◆ Problem to solve ◆
Exactly the lines from the one containing "of the squirrel's" through the end of the data below are to be reproduced, and nothing besides them.

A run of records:
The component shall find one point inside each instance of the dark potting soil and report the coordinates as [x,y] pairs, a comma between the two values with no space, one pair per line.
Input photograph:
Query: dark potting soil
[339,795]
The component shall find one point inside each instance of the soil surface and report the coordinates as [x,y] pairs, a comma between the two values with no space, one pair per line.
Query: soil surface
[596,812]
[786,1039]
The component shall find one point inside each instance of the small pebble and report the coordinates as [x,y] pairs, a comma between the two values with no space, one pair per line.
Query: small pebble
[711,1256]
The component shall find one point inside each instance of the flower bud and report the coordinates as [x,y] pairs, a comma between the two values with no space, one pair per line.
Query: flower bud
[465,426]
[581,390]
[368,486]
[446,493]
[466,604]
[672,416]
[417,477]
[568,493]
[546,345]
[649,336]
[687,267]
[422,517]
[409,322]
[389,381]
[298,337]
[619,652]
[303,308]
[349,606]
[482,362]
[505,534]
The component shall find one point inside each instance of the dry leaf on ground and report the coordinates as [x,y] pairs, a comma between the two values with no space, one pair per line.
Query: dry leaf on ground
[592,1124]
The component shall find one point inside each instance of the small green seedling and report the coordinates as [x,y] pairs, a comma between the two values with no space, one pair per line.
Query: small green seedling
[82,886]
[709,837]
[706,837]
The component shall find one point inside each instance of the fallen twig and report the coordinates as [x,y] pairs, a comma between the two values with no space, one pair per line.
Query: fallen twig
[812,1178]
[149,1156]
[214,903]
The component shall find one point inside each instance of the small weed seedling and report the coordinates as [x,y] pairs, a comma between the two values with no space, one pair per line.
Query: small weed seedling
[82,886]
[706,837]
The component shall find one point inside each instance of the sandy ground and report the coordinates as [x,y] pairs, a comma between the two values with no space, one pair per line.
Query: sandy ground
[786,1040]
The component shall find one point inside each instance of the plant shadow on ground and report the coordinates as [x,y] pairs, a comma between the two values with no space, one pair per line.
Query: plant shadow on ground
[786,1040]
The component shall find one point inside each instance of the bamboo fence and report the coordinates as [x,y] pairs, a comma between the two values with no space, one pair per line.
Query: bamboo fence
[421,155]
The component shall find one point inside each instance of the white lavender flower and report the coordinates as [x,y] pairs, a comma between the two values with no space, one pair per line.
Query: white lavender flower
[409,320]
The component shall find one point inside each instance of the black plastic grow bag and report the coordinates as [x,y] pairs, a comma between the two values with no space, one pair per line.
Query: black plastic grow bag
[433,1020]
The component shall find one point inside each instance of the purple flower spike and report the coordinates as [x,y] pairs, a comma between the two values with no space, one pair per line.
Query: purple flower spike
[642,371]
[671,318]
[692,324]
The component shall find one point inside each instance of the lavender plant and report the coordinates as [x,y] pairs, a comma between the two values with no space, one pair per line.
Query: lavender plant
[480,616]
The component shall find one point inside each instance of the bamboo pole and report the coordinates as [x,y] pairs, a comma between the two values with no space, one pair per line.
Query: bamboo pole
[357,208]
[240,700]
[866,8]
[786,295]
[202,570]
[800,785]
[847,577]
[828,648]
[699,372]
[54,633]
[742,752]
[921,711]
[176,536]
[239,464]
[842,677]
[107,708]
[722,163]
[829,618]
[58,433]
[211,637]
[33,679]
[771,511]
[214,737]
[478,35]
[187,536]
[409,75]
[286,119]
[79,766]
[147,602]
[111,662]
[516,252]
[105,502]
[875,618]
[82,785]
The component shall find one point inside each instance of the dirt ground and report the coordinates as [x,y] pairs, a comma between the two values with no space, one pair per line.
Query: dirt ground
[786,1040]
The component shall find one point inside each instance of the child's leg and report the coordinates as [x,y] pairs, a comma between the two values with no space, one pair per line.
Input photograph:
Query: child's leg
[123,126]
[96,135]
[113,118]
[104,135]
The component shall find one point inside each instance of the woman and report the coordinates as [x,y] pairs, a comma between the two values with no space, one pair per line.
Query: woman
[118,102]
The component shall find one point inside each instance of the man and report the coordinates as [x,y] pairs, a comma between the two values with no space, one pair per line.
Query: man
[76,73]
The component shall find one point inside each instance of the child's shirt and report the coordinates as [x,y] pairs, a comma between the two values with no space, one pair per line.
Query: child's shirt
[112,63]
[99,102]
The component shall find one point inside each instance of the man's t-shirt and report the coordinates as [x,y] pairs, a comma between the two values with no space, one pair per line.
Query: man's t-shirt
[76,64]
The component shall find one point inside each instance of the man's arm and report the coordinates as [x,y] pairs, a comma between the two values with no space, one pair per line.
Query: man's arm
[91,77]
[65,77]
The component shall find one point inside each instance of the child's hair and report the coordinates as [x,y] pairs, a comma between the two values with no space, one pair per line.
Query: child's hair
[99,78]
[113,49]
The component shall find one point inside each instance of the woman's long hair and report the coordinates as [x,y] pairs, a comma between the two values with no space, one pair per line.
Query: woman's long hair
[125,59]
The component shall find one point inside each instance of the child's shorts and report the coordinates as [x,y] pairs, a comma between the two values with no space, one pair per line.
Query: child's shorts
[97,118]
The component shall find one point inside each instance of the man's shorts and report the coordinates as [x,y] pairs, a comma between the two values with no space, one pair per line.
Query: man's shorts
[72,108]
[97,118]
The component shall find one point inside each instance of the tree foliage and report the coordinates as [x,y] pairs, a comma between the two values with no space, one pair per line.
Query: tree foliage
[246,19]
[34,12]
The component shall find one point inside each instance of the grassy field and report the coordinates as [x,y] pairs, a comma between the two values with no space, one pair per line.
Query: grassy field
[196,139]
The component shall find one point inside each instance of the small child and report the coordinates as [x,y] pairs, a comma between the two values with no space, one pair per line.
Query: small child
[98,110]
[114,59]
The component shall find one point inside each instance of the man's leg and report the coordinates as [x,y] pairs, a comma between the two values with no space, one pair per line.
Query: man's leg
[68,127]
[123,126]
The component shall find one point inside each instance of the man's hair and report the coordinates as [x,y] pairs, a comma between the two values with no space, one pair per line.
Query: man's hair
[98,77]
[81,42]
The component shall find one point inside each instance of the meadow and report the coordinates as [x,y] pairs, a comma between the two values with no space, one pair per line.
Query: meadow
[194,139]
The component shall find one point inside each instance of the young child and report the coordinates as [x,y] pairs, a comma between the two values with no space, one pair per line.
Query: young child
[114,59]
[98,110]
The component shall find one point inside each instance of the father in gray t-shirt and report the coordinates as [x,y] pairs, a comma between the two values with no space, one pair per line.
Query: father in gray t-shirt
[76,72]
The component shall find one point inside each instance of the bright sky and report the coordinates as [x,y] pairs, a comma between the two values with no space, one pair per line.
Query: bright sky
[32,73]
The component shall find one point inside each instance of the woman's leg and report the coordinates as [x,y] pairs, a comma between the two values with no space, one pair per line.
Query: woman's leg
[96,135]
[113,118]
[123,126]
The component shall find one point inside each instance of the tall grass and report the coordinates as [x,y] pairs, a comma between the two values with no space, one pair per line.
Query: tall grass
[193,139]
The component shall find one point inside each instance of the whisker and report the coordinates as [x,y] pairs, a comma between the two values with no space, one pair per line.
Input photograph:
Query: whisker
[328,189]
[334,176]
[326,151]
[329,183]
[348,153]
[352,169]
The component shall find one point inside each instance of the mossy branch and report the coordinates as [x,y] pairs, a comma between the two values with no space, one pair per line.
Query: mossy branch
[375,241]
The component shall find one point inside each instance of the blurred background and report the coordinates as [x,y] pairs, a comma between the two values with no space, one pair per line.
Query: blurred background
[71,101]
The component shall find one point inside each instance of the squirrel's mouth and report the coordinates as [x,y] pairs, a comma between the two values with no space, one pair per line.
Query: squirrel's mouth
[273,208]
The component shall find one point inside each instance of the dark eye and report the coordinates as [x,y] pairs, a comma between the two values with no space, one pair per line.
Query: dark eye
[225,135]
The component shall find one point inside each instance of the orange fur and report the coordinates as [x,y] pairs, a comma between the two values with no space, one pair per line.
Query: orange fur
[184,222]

◆ Answer to the task ◆
The component shall find one point inside each instance of the squirrel's mouth and report the coordinates as [x,y] pairs, a comma between the two values with no space, one pair per line.
Query: squirrel's mouth
[273,208]
The component shall find one point inside each instance of the dark eye and report the coordinates as [x,y] pairs, a comma between the two values with no space, one pair per line.
Query: dark eye
[225,135]
The component shall find one point inside each instance of the orange fur and report the coordinates as [x,y] pairs, a comma between the two values with no space, one pair per line.
Query: orange fur
[184,222]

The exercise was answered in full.